» **Work required**:
Using the records below, return exactly the lines from the one containing "Task: in the photo above, where can the doorway" through the last, and omit pictures.

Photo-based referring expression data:

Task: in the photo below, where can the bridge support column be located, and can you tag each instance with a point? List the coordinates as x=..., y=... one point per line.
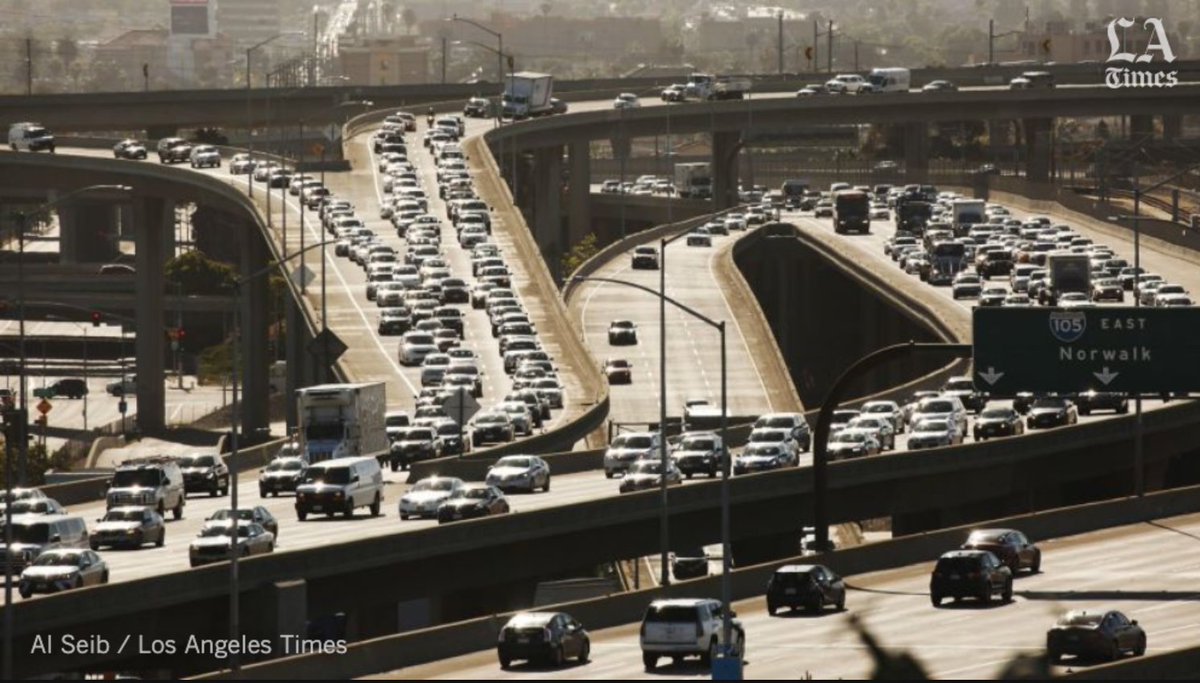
x=88, y=232
x=916, y=151
x=580, y=208
x=547, y=210
x=725, y=168
x=150, y=342
x=1173, y=126
x=1141, y=126
x=253, y=322
x=300, y=363
x=1037, y=150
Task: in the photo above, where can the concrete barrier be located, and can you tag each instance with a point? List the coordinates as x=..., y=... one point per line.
x=383, y=654
x=1176, y=665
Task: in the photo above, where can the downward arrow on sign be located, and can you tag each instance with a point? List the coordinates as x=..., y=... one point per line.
x=991, y=376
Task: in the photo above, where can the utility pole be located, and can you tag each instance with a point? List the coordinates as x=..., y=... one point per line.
x=816, y=57
x=991, y=41
x=829, y=48
x=780, y=41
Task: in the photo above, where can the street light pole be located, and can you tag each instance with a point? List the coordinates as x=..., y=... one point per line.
x=726, y=526
x=22, y=221
x=234, y=420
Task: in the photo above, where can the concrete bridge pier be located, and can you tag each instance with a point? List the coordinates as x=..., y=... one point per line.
x=916, y=151
x=580, y=192
x=1037, y=149
x=547, y=210
x=149, y=287
x=725, y=168
x=253, y=322
x=1173, y=126
x=88, y=231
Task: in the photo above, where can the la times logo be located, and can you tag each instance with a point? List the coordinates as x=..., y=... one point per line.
x=1125, y=77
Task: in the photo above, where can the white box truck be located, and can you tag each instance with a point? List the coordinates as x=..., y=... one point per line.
x=694, y=180
x=966, y=213
x=342, y=420
x=527, y=94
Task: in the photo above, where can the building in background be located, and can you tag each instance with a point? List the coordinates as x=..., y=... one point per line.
x=394, y=60
x=249, y=22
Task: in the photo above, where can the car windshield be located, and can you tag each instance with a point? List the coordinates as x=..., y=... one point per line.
x=931, y=426
x=958, y=564
x=130, y=478
x=37, y=533
x=1048, y=402
x=59, y=559
x=243, y=514
x=1080, y=619
x=328, y=475
x=665, y=613
x=937, y=407
x=647, y=467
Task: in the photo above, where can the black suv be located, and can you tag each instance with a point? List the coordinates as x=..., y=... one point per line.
x=204, y=472
x=174, y=150
x=69, y=388
x=809, y=586
x=970, y=574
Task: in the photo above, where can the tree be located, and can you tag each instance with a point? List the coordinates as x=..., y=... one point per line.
x=198, y=274
x=583, y=250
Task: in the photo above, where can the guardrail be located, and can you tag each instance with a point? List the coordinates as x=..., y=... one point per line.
x=435, y=643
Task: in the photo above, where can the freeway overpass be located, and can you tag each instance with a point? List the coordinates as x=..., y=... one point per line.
x=1015, y=481
x=163, y=113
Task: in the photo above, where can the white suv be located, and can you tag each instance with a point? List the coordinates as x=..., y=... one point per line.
x=687, y=627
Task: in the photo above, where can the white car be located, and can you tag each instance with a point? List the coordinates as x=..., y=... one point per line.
x=527, y=472
x=845, y=83
x=627, y=101
x=687, y=627
x=415, y=346
x=424, y=498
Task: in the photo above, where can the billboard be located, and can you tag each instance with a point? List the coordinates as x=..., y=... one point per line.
x=190, y=17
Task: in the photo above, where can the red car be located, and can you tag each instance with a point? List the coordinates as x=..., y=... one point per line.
x=618, y=371
x=1011, y=546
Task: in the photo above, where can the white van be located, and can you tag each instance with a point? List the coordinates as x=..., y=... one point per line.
x=889, y=81
x=341, y=485
x=30, y=137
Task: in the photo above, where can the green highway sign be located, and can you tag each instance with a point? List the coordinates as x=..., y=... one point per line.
x=1127, y=349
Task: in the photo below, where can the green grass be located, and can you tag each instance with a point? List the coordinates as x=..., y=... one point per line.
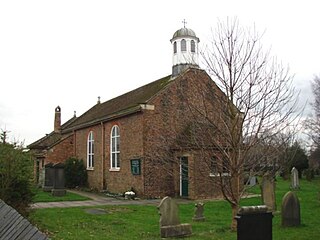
x=41, y=196
x=142, y=222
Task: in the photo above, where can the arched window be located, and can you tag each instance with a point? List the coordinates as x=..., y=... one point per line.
x=175, y=47
x=90, y=151
x=115, y=147
x=183, y=45
x=193, y=46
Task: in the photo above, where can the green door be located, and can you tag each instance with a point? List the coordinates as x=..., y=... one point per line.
x=184, y=181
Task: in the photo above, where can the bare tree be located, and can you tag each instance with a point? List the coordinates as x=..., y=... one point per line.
x=312, y=124
x=261, y=100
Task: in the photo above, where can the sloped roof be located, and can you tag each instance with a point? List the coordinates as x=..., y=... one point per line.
x=121, y=105
x=52, y=138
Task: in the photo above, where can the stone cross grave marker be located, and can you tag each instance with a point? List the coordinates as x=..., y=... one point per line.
x=295, y=179
x=170, y=225
x=198, y=214
x=268, y=192
x=290, y=210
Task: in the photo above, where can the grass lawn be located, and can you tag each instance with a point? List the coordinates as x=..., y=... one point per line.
x=41, y=196
x=142, y=222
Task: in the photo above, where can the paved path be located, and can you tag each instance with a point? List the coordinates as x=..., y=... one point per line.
x=97, y=200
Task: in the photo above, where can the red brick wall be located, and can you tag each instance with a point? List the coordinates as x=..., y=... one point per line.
x=95, y=175
x=130, y=148
x=60, y=152
x=175, y=108
x=102, y=176
x=152, y=137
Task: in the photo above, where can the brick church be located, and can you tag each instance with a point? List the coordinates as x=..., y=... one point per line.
x=147, y=139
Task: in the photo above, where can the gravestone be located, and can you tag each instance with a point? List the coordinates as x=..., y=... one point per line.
x=48, y=177
x=198, y=214
x=170, y=225
x=252, y=180
x=290, y=210
x=295, y=178
x=254, y=223
x=268, y=192
x=41, y=178
x=58, y=180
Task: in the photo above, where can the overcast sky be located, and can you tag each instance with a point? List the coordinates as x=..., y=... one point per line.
x=69, y=52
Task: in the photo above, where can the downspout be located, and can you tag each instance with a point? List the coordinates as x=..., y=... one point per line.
x=103, y=154
x=74, y=144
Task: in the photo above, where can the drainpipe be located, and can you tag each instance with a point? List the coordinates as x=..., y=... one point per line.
x=103, y=153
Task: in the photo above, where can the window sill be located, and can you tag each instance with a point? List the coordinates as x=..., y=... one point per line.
x=218, y=175
x=114, y=169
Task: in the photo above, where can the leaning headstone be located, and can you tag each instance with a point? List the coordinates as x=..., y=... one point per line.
x=268, y=192
x=170, y=225
x=198, y=213
x=295, y=179
x=290, y=210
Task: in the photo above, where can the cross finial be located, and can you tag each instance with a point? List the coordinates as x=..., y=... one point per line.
x=184, y=23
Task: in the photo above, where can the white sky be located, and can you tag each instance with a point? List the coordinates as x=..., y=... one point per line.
x=69, y=52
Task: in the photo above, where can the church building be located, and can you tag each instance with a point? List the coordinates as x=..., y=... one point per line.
x=153, y=139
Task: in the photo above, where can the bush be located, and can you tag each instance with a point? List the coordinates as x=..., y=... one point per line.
x=15, y=177
x=76, y=173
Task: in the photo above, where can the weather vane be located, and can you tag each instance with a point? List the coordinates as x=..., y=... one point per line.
x=184, y=23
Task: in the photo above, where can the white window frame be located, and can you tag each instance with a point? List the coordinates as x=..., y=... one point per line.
x=215, y=168
x=183, y=45
x=115, y=148
x=90, y=151
x=193, y=46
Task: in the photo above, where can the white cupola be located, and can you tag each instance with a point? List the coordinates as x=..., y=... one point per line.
x=185, y=50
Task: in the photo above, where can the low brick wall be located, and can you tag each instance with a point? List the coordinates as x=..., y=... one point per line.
x=14, y=226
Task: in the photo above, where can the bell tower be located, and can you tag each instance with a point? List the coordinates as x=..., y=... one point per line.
x=185, y=50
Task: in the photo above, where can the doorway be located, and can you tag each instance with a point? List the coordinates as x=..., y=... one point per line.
x=184, y=178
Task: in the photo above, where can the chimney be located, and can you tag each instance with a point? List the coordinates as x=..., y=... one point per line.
x=57, y=120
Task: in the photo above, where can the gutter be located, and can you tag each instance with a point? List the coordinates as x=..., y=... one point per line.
x=129, y=111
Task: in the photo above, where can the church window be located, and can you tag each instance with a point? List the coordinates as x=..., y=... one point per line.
x=193, y=46
x=115, y=148
x=90, y=151
x=183, y=45
x=175, y=47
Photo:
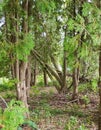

» **Task answer**:
Task: in the photo above, where can the doorway be located, and can you tag each instance with a point? List the coordinates as x=..., y=... one point per line.
x=184, y=178
Task: in the photo above, where can the chimney be located, and can you tag each instance with a point? List the coordinates as x=..., y=... one point per line.
x=57, y=120
Task: in the photo above, where can the gutter be located, and can you tag each instance with a point? List the coordinates as x=..., y=... one point per line.
x=129, y=111
Task: in the photo above, where can the church window be located, and can you tag each instance with a point? List the coordinates as x=..., y=... one point per line.
x=193, y=46
x=115, y=148
x=90, y=151
x=183, y=45
x=175, y=47
Photo:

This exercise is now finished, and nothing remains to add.